[BEGIN]

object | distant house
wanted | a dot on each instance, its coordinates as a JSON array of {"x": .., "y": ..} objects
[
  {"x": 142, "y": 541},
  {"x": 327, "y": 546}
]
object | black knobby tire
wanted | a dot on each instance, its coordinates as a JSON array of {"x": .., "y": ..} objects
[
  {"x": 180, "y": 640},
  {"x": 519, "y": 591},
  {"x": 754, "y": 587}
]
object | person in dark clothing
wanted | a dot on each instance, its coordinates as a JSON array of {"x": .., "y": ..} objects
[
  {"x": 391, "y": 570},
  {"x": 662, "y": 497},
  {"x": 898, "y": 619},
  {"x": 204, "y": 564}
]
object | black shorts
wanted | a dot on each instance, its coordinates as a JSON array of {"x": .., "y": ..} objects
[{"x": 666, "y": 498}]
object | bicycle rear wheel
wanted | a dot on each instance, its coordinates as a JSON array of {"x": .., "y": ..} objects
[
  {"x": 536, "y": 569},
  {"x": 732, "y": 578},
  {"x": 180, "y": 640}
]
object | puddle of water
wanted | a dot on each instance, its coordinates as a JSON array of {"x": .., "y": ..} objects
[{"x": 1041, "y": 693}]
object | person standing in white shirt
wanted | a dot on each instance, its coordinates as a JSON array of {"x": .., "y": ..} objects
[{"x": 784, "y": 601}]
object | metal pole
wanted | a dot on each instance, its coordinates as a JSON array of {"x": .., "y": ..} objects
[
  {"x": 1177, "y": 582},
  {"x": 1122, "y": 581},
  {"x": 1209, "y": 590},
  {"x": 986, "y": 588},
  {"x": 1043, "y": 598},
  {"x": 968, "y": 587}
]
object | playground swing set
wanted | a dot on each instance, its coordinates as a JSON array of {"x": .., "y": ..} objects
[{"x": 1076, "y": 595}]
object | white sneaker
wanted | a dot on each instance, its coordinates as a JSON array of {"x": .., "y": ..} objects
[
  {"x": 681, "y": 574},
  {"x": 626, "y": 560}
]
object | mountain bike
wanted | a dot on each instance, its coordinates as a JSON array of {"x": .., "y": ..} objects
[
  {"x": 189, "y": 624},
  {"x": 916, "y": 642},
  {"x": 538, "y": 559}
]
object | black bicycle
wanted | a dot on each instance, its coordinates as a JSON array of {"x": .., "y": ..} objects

[END]

- _What is needed_
Reproduce all of the records above word for word, keeping each line as it is.

- _Expected output_
object | distant house
wanted | a dot on each instance, its coordinates as a JSON array of {"x": .., "y": ..} objects
[
  {"x": 142, "y": 541},
  {"x": 327, "y": 546}
]
object | black knobby tire
wanted | a dot on each instance, its coordinates as a JSON array of {"x": .., "y": ..} objects
[
  {"x": 180, "y": 640},
  {"x": 519, "y": 591},
  {"x": 754, "y": 587}
]
object | person in dark clothing
wanted | a dot on each instance, its coordinates as a JSON array of {"x": .., "y": ..} objects
[
  {"x": 391, "y": 570},
  {"x": 662, "y": 497},
  {"x": 898, "y": 619},
  {"x": 204, "y": 564}
]
object | black shorts
wanted | a dot on each instance, its coordinates as a JSON array of {"x": .., "y": ..} objects
[{"x": 666, "y": 498}]
object | bicycle rear wheel
wanted | a dot on each instance, its coordinates as a JSON array of {"x": .., "y": ..} objects
[
  {"x": 536, "y": 569},
  {"x": 732, "y": 578},
  {"x": 180, "y": 640}
]
object | puddle of water
wanted | a dot on each instance, its coordinates as a JSON array of {"x": .., "y": ..} objects
[{"x": 1041, "y": 693}]
object | person standing in white shirt
wanted | a dot on each instance, its coordinates as a JSON array of {"x": .., "y": ..} objects
[{"x": 784, "y": 601}]
object | metal pole
wanted | a dot on each instance, its coordinates as a JSON array of {"x": .., "y": ..} objects
[
  {"x": 1177, "y": 582},
  {"x": 1122, "y": 581},
  {"x": 1209, "y": 590},
  {"x": 986, "y": 588},
  {"x": 1043, "y": 598},
  {"x": 968, "y": 587}
]
object | playground swing set
wanted | a dot on each instance, its coordinates as a JSON array of {"x": .., "y": ..} objects
[{"x": 1076, "y": 595}]
object | white sneaker
wanted | a dot on each instance, its coordinates as a JSON array of {"x": .., "y": ..} objects
[
  {"x": 681, "y": 574},
  {"x": 626, "y": 560}
]
object | mountain bike
wanted | a dot on each instance, its coordinates as a JSON array of {"x": .., "y": ..} objects
[
  {"x": 189, "y": 624},
  {"x": 916, "y": 642},
  {"x": 538, "y": 559}
]
object | black bicycle
wanted | a dot on each instance, its coordinates as a JSON array of {"x": .., "y": ..} objects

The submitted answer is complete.